- [Given problem A]
Answer these questions about the forum text on dating during a separation, one per line:
(i) What old adage does the first post say to follow?
(ii) According to the reply, how often does dating someone bring the WAS back?
(iii) What does the reply say it really depends on?

- [Text block]
One thing [censored] strongly suggests is too immediately start dating other people when your S BDs. Not sleep with them or fall in love with them but merely follow the old adage that everyone wants what they can't have. From my extensive research and interviews with divorcees, this seems to be accurate. Every WAS on this forum that then became an LBS has said the exact same thing, begging stopped and he/she moved on and met someone else and now I want them back. Divorcees I have interviewed said similar things; had my LBS started dating that would have devastated me.
At this point, I feel I have nothing to lose implementing this strategy and everything to gain. Does anyone have any insight on this. It would be highly appreciated.
Are you referring to whether or not you should date? I can tell you right now that going out and dating someone doesn't always attract the WAS back. I don't know what "research" you've done but the majority of the time it doesn't.
It really does depend on the individual.
M-43 W-40 2D - 9 and 5
Emotion, yet peace. Ignorance, yet knowledge. Passion, yet serenity. Chaos, yet harmony. Death, yet a new life.

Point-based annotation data

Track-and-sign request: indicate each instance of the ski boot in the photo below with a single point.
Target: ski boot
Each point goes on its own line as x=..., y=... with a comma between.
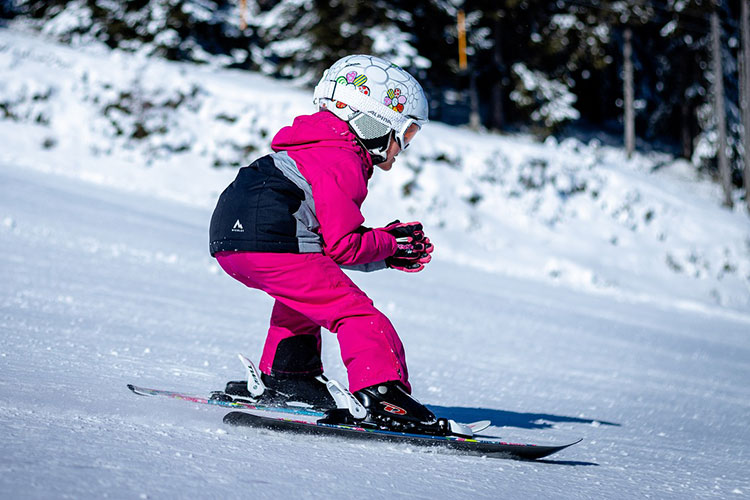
x=390, y=407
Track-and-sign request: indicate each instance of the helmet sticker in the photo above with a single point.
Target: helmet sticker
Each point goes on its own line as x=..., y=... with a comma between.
x=395, y=100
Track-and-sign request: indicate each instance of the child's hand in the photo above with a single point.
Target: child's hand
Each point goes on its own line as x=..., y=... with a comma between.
x=414, y=248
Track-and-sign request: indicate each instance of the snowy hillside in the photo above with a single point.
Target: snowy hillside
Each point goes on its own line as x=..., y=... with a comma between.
x=572, y=294
x=571, y=214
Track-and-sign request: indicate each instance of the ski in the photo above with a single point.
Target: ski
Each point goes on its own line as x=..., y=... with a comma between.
x=220, y=399
x=482, y=446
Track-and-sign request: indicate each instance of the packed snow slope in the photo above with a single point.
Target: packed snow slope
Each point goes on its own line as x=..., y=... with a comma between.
x=100, y=288
x=105, y=280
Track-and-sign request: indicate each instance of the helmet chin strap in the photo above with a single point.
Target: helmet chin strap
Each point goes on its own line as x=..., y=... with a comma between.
x=377, y=147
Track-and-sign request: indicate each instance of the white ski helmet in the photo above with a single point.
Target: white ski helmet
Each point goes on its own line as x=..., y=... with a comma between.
x=375, y=97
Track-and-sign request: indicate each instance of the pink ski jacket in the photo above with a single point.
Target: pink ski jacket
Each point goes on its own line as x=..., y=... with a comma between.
x=305, y=197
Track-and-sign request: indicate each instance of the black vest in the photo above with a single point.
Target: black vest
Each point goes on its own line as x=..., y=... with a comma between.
x=255, y=213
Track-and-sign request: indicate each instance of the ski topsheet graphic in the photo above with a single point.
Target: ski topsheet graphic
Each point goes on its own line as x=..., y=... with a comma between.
x=305, y=420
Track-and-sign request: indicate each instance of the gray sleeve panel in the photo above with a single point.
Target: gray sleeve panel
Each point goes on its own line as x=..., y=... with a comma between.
x=367, y=268
x=307, y=220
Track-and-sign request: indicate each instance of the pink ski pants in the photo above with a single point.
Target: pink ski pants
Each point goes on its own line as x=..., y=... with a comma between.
x=311, y=291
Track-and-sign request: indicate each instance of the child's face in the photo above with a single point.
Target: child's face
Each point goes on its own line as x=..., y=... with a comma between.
x=394, y=149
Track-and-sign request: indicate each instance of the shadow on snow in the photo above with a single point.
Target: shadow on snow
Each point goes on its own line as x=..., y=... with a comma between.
x=502, y=418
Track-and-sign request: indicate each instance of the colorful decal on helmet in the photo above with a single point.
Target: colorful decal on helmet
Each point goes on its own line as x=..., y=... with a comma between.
x=352, y=78
x=395, y=100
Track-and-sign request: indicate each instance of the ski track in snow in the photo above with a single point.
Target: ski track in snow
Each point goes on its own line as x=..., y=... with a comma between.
x=100, y=288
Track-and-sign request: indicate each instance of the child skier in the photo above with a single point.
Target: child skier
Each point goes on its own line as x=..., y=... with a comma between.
x=291, y=220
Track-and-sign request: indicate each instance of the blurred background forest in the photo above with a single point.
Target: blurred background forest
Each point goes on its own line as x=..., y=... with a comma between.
x=638, y=73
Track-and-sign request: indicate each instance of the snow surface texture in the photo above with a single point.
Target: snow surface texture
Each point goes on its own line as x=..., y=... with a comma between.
x=572, y=294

- [Given problem B] Echo the stretch of the records from the line containing "ski pants in" through the line containing "x=638, y=73", both lines included.

- [Task answer A]
(i) Everyone wants what they can't have.
(ii) Not always; the majority of the time it doesn't.
(iii) The individual.

- [Task answer B]
Track-and-sign request: indicate each instance of the pink ski pants in the photo above with a single point.
Target: pink ski pants
Each point goes on its own line as x=..., y=... with a comma between.
x=311, y=291
Track-and-sign request: indicate each instance of the child's face in the photo above with a single point.
Target: child's face
Each point goes on its own line as x=..., y=... with a comma between.
x=394, y=149
Track-and-sign request: indicate each instance of the shadow on snow in the photo above with a single point.
Target: shadow on snow
Each point goes on its own line as x=..., y=... with a comma between.
x=502, y=418
Track-and-sign request: indicate each instance of the colorful decal on helmet in the photo above with a single point.
Target: colorful decal on helmet
Each point goes on its own line as x=..., y=... with a comma between.
x=352, y=78
x=395, y=100
Track-and-sign request: indicate each instance of the ski track in snow in the photo above with a single point.
Target: ski track in snow
Each point goes on its own line as x=..., y=... with a comma between.
x=100, y=288
Track-and-sign request: indicate each instance of the child skier in the photo above with a single point.
Target: child skier
Each point goes on its own line as x=..., y=... with a comma between.
x=291, y=220
Track-and-sign request: indicate each instance of the blurred background forest in the photo above with a single point.
Target: blurred background forest
Each point goes on its own line as x=..., y=... with a comma between.
x=638, y=73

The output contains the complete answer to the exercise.